# Text excerpt
>>>
“As they say in poker, “If you’ve been in the game 30 minutes and you don’t know who the patsy is, you’re the patsy.”” — Warren Buffett
“Patsy” is defined as someone who is “easily taken advantage of, especially by being cheated or blamed for something.”
Here’s a problem which helps spotting patsies:
Assume that a coin is fair. That is, it has an equal probability of landing heads or tails when tossed. I toss it ninety-nine times and get heads each time. What are the odds of my landing tails on the next toss?
If this question is posed to a mathematics student in school, the answer, almost always will be:
“The probability of getting a tails on the 100th toss will be 50%.”
When asked to provide the reasoning for that answer, the student will promptly puke out what he or she learnt in school. Which is this:
“These are independent events. The coin has no memory. It does not remember that it landed heads 99 times in a row. The probability of it landing tails on the 100th toss is exactly what it was before each of the previous tosses. And that’s unchanged at 50%.”
This student is a patsy. He or she is displaying what we call as naïvety which is defined as “a state of having a lack of experience, understanding or sophistication, often in a context where one neglects pragmatism in favor of moral idealism.”
What does this mean? It means that the student continues to believe that coin is fair, even if has landed heads 99 times in a row!
<<<
# Entries provided
>>>
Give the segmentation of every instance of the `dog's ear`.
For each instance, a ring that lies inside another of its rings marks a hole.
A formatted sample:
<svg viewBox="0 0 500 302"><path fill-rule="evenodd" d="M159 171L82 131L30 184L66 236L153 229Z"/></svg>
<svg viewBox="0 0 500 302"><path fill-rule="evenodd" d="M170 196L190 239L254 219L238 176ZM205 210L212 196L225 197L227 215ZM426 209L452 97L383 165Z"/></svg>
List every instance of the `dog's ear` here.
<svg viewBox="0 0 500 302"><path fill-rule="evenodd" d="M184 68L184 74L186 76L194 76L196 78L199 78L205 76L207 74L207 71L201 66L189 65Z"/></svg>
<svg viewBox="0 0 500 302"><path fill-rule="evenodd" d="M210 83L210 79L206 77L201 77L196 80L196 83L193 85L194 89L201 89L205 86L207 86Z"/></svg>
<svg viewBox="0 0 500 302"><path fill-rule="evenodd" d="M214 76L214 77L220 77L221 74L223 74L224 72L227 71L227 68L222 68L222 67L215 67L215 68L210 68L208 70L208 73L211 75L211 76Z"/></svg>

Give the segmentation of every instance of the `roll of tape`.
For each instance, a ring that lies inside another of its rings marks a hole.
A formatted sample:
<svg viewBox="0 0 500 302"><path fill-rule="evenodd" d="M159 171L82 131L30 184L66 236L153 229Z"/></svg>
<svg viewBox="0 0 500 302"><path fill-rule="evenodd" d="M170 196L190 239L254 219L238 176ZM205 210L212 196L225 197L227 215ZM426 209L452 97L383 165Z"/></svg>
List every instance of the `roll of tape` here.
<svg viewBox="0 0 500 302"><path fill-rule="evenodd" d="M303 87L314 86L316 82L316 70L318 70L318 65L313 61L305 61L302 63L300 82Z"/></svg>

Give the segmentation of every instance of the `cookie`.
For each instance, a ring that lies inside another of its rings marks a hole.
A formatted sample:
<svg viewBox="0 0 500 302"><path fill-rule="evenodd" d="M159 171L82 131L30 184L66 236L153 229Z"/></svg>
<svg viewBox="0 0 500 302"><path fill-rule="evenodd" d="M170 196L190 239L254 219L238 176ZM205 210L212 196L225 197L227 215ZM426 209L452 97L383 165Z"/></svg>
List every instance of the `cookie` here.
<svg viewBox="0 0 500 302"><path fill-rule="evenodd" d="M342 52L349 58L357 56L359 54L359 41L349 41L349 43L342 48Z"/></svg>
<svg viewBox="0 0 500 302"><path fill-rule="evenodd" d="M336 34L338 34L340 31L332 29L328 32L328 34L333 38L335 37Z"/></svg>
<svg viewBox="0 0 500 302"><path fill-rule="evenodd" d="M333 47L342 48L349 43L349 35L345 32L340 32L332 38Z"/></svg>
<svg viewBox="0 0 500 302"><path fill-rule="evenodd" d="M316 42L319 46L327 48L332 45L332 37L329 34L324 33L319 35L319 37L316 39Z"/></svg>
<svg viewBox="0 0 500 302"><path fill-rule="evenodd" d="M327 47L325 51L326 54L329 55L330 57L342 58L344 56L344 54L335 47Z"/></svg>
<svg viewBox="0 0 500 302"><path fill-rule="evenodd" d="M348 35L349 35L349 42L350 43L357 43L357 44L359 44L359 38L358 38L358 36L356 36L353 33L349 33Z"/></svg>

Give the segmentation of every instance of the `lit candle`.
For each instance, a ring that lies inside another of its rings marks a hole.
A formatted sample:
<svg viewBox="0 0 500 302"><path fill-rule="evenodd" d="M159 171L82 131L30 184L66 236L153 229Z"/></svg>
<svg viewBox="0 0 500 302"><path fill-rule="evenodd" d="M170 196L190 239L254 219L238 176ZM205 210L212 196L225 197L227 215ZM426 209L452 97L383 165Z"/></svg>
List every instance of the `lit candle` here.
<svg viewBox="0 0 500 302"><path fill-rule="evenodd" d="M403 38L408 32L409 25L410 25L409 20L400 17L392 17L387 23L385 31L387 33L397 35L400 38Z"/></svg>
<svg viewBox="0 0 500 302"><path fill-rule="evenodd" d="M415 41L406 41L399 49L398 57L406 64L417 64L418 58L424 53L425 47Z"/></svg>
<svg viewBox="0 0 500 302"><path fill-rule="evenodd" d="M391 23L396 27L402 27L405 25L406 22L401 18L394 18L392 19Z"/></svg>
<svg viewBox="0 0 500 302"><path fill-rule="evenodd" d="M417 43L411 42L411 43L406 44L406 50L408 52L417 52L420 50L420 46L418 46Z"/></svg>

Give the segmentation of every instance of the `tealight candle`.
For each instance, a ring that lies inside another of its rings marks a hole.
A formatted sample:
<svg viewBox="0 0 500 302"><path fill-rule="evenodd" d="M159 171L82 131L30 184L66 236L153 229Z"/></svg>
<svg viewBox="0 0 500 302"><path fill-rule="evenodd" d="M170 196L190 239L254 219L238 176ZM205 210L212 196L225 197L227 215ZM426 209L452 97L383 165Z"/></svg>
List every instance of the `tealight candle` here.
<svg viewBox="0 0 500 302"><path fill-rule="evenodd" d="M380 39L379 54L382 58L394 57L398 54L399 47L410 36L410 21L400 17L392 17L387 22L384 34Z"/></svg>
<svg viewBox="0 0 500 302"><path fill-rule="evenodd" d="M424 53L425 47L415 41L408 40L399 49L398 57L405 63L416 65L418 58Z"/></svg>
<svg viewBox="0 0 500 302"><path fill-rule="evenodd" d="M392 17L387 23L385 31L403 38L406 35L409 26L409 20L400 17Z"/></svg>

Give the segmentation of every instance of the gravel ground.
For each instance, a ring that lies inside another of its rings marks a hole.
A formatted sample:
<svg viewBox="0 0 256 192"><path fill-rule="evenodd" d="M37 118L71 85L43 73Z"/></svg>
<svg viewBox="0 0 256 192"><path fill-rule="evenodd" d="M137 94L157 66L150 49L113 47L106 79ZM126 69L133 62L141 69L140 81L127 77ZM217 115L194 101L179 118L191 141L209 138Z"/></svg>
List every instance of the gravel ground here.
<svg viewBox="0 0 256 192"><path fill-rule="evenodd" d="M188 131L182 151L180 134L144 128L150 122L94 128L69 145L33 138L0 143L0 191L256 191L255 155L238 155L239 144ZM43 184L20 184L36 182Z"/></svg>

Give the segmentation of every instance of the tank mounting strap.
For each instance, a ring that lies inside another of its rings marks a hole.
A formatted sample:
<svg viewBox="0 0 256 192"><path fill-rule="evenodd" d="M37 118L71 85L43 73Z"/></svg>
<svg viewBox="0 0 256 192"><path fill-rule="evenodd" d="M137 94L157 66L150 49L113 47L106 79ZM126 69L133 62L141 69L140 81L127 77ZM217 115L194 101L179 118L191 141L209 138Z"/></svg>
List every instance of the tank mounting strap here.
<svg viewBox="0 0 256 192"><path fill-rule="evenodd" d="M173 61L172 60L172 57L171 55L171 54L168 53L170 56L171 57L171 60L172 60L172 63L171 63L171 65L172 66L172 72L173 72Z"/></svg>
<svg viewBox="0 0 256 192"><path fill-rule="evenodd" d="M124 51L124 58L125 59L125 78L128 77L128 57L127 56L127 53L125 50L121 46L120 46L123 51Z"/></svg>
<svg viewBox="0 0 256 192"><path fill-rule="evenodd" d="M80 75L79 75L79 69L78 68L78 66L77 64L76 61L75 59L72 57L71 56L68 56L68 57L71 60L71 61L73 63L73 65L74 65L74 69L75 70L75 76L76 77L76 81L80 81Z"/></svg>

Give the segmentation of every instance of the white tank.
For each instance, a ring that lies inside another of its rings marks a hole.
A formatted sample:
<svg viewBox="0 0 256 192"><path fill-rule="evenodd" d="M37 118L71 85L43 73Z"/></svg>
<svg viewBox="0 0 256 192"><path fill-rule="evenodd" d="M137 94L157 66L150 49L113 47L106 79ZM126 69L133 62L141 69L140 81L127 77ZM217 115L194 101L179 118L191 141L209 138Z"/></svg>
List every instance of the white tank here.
<<<
# Required task 1
From the coin-toss passage, return the part starting at "Here’s a problem" and ending at "the next toss?", copied word for word.
# Required task 2
Answer these questions from the coin-toss passage:
(a) To whom is the opening quotation attributed?
(b) How many times in a row does the coin land heads before the toss in question?
(c) What probability of tails on the 100th toss does the mathematics student give?
# Required task 3
List every sentence of the student's quoted reasoning in the coin-toss passage.
The records were taken from a separate source.

# Written answer 1
Here’s a problem which helps spotting patsies:
Assume that a coin is fair. That is, it has an equal probability of landing heads or tails when tossed. I toss it ninety-nine times and get heads each time. What are the odds of my landing tails on the next toss?

# Written answer 2
(a) Warren Buffett
(b) Ninety-nine times
(c) 50%

# Written answer 3
- These are independent events.
- The coin has no memory.
- It does not remember that it landed heads 99 times in a row.
- The probability of it landing tails on the 100th toss is exactly what it was before each of the previous tosses.
- And that's unchanged at 50%.